QUOTED TEXT ▸

····················

8. You walk into a store and immediately you get sucked into the merchandise. What store is it? What do you hope to do with the products in the store? The question is two-fold: what do you hope to do with the products in the store, and why do you want to do it? Whatever project that is (even if it’s for selfish reasons), what do you hope to gain? What type of impression do you want to leave others with? And of course, why?
9. Where (or on what) do you spend your free time? Why do you choose to spend it there?
10. When you’re stuck on something, how do you find the motivation to complete the project? What story do you tell yourself to get the job done? What factors influence your decision making? Would you call any of these factors values? If so, what are some other values you have?
Let the questions sink in and feel free to add to your list over the next few days. After a week, return to your list and circle the traits that speak loudest to you. Write these words down on a separate piece of paper and carry it around with you for a week. When one of the words (themes) appear in your life, put a check mark next to it. At the end of the week, circle the top three to five words. What are they? Chances are, these words are the beginning of your purpose. What comes next is putting them in a coherent purpose statement.
What Your Purpose Might Look Like
How you describe your purpose might change slightly over the course of your life (becoming more refined with age), but the gist will always be the same. At the same time, your purpose shouldn’t be too specific, it should be broad enough to fit many careers—and it will.
You purpose might be to entertain people so they can forget about their work for a while, to make people laugh for an evening. Or to make people more informed about the state of the environment. It might be to provide every living person with safe drinking water. Or it could be to integrate healthcare and technology in a way that saves lives. Whatever your purpose is, only you inherently know it.
Right now, I have the opportunity to work with the state of Minnesota to build apprenticeships in fast-growing industries that need workers. Because my work resonates with my purpose, I could do it every day for the rest of my life AND I would continue to do this after I retired and didn’t need the paycheck any longer.
If I had to pin down my mission, it would be: to build sustainable educational programs to enable pathways to the middle class while supporting local business. But, this isn’t my purpose. This is my what, not my why.
Why I do it is because (here’s my purpose) I believe in empowering others, so they have the necessary skills to build a sustainable future. I believe in providing knowledge and opportunities to those who are eager to learn so they can become the best version of themselves. This has been my golden thread throughout the last 10 years of my life, starting with musicians and recording bands, creating an alternative newspaper in college and volunteering to teach chess to elementary and middle school students; eventually moving to the IT world with customer journey mapping and change management; then to publishing artists and authors; and now to anyone who is looking to make a career transition.
What I do has changed a lot in 10 years, and it will continue to change. Why I do it has remained the same.

····················

Carry the piece on finding your purpose forward from its final sentence.

····················

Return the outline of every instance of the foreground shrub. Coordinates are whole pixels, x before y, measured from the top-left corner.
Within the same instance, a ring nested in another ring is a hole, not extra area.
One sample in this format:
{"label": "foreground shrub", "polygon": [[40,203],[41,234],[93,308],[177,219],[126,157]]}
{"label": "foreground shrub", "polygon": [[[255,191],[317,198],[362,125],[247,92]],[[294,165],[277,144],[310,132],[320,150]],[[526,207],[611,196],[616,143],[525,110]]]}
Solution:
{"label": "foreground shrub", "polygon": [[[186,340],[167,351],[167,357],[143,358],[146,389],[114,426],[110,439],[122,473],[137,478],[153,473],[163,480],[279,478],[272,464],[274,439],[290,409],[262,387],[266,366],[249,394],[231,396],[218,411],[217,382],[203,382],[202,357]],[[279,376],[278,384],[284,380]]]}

····················

REPLY ▸
The Purpose Trap
Those who struggle with this exercise tell me they fear getting stuck in an infinite loop of asking if they’ve correctly identified their purpose: Why am I drawn to my work? Or, why can’t I find any work that engages my whole self? The stress and anxiety creates a negative feedback loop of self-doubt and second-guessing: “is this really my life’s purpose?” or “am I wasting my life?” The problem they’re running into is wanting to focus on the details of the work they are currently doing instead of thinking about their purpose as a larger big picture theme.
Right now, you may only be able to pin down one big theme. Maybe you’ve identified that you have a history of helping people, and helping people using technology brings you joy. That’s great! Large brush strokes give you a place to start, and as you gain more experience, your purpose will become more refined. Herminia Ibarra, a professor at the London Business School, calls this a “working identity” because your purpose becomes clearer with age and experience. Too often, we narrowly focus in on the details of what we are already doing (it’s easy to confuse what we are doing with why we are doing it). To avoid getting caught up in the details, be confident, and keep asking why. Behind the details is what motivates you, and this motivation is your purpose.
“We are all here on earth to help others; what on earth the others are here for I don't know”
- W. H. Auden
The above quote was popular in the early 20th century, Auden only reintroduced it again in the 1940s, and it’s been lingering ever since. Meaning, it’s one that philosophers have been grappling with for over a century: if we are here to help others, what on earth are those who are being helped here for?
Willie: Teacher says that we’re here to help others.
Pa: Of course we are.
Willie: Well, what are the others here for?
- Chicago News, 1911 (source)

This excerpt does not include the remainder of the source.